TASK DETAILS | Copy out each line of the material that includes the word "helpful".
*** Begin section ***
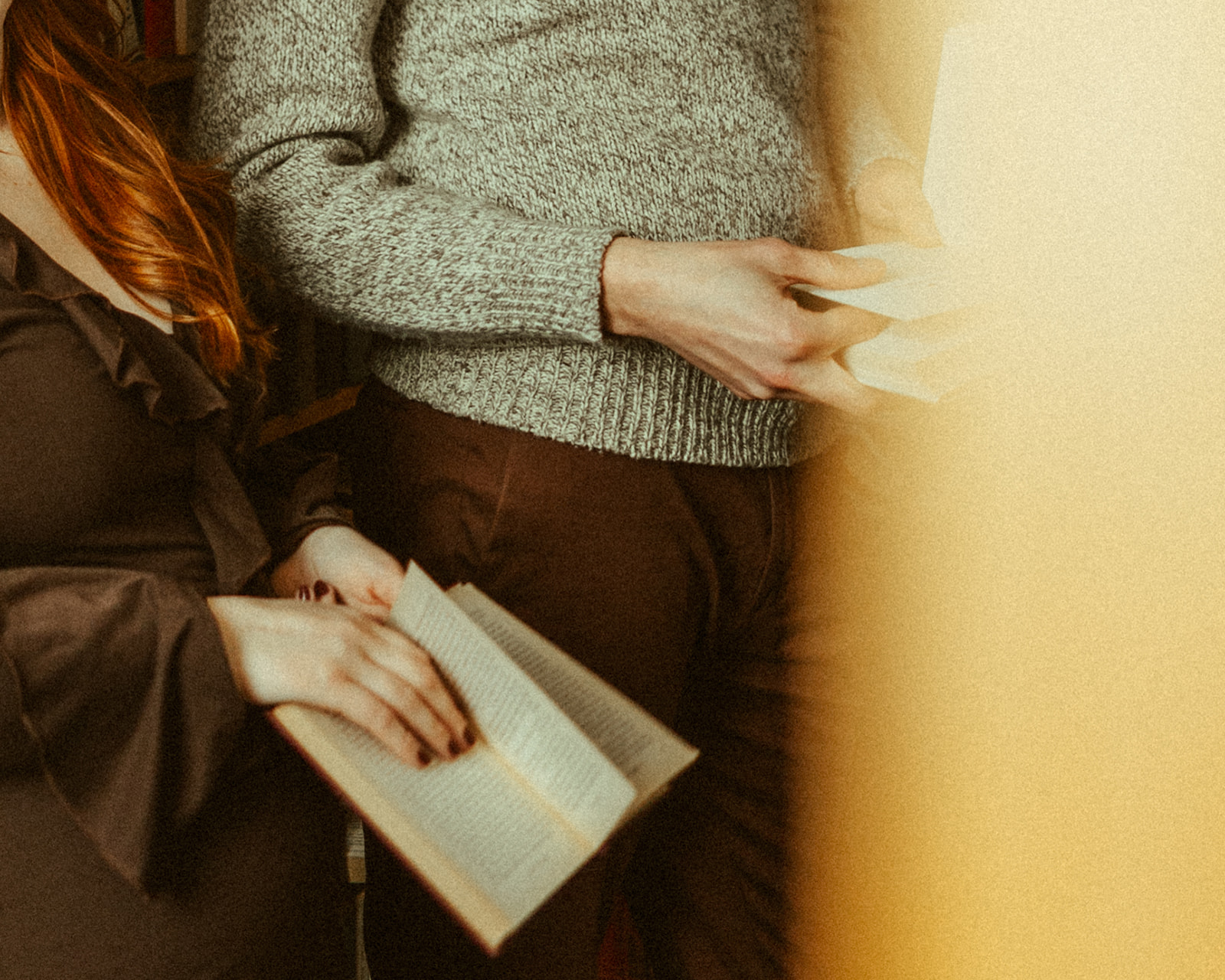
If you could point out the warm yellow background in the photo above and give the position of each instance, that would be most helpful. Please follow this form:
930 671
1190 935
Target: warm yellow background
1014 618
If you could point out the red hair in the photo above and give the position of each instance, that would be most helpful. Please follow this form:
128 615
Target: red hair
157 224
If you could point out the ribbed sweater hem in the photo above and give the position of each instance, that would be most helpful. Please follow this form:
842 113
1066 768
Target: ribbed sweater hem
632 398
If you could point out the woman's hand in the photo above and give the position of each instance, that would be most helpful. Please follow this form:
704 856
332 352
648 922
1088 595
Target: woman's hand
358 573
343 662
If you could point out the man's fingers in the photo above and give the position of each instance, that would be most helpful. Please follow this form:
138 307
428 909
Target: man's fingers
828 383
830 270
843 326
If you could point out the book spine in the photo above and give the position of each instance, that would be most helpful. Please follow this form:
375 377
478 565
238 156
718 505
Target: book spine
158 28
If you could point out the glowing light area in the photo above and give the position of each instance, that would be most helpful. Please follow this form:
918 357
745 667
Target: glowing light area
1014 612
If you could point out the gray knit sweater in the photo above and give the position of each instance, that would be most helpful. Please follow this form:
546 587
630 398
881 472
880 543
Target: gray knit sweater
447 173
*** End section ***
RESPONSE TO THIS EXERCISE |
If you could point out the warm yellow background in the photo above and give the position of each instance, that would be most helpful. Please follow this form:
If you could point out the red hair in the photo above and give the position of each instance, that would be most helpful. Please follow this form:
If you could point out the ribbed sweater hem in the photo above and give the position of each instance, that would be most helpful. Please follow this form:
If you could point out the woman's hand in the photo above and give the position of each instance, that would be most helpful. Please follow this form:
If you could point out the man's fingers in the photo above and give the position of each instance, that would be most helpful. Please follow this form:
If you could point out the book spine in the photo above and give the position of each instance, that would be most helpful. Please follow this form:
If you could point out the glowing light area in the photo above and give the position of each instance, that would be most helpful. Please follow this form:
If you could point out the gray knit sweater in the photo above and give the position of each instance, that would be most helpful. Please follow this form:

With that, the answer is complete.